Roughly 2.6 million Americans are enrolled in COBRA continuation coverage at any given time, according to the U.S. Department of Labor — and most of them are paying full freight. No employer subsidy. No cap. Just the raw, unfiltered premium that most workers never see because their job absorbs the bulk of it.
Roy Bianchi knows that number intimately. When I first connected with him in late February 2026, he had been living with it for nearly fourteen months.
How I Found Roy — and Why His Story Matters
A financial counselor in the Richmond area flagged Roy’s situation to me specifically because she felt it illustrated something overlooked: the small business owner who falls through the cracks. Roy, 57, runs a licensed daycare center in Richmond, Virginia. He employs six part-time staff members and serves roughly 22 families. He is engaged — his partner is still completing a graduate degree — and they have no children of their own.
When I sat down with Roy at a diner near his facility on a Tuesday morning, he arrived with a manila folder and an expression that landed somewhere between exhausted and ready for a fight. He spread receipts across the table before I had even ordered coffee.
The Numbers That Broke His Budget
Roy’s COBRA situation began in December 2024, when he dropped off a small group health plan he had carried through a professional association. The plan’s insurer exited his market, and the replacement option the association offered carried a premium Roy called “insulting.” Switching to COBRA on his prior coverage was the stopgap — and it became a trap.

Short task A:
In the article about COBRA coverage, list every number written in digits, in the order they appear.

Material for the task:
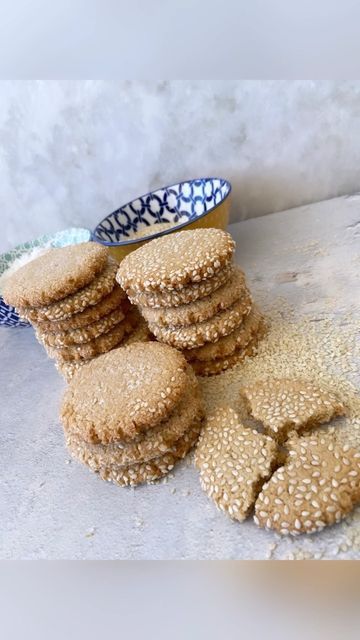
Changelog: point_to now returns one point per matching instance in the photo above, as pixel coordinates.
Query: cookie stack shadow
(71, 297)
(194, 298)
(131, 414)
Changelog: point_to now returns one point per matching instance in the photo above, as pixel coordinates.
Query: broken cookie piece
(318, 486)
(233, 462)
(284, 404)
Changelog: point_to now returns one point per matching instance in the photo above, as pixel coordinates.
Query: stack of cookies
(194, 298)
(71, 297)
(131, 414)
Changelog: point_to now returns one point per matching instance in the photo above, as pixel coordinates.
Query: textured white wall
(71, 152)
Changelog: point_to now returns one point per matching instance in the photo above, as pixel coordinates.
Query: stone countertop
(51, 507)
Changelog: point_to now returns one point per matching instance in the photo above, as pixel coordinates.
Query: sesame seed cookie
(186, 295)
(55, 274)
(152, 470)
(88, 296)
(318, 486)
(154, 443)
(176, 260)
(196, 335)
(95, 347)
(233, 462)
(218, 365)
(141, 333)
(83, 335)
(124, 392)
(202, 309)
(227, 345)
(93, 313)
(283, 404)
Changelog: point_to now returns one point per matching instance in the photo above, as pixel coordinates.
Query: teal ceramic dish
(8, 315)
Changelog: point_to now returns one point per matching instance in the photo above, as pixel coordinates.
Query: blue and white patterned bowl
(8, 315)
(203, 202)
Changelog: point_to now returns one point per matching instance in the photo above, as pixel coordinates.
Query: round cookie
(285, 404)
(227, 345)
(93, 313)
(233, 461)
(318, 486)
(83, 335)
(196, 335)
(202, 309)
(103, 343)
(124, 392)
(213, 367)
(89, 295)
(55, 275)
(149, 472)
(155, 443)
(186, 295)
(176, 260)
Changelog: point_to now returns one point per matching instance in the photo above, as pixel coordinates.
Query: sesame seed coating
(195, 335)
(89, 295)
(227, 345)
(185, 295)
(284, 404)
(95, 347)
(55, 274)
(202, 309)
(218, 365)
(233, 462)
(318, 486)
(154, 469)
(84, 334)
(141, 333)
(176, 260)
(93, 313)
(188, 413)
(124, 392)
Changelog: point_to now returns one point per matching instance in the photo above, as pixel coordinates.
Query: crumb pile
(194, 298)
(131, 414)
(71, 297)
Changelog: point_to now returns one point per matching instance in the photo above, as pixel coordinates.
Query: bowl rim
(123, 243)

Short task B:
Count how many lines of the entries contain the string "Query", matching case exactly, and give only that number.

Correct answer A:
2.6 million, 2026, 57, 22, 2024

Correct answer B:
12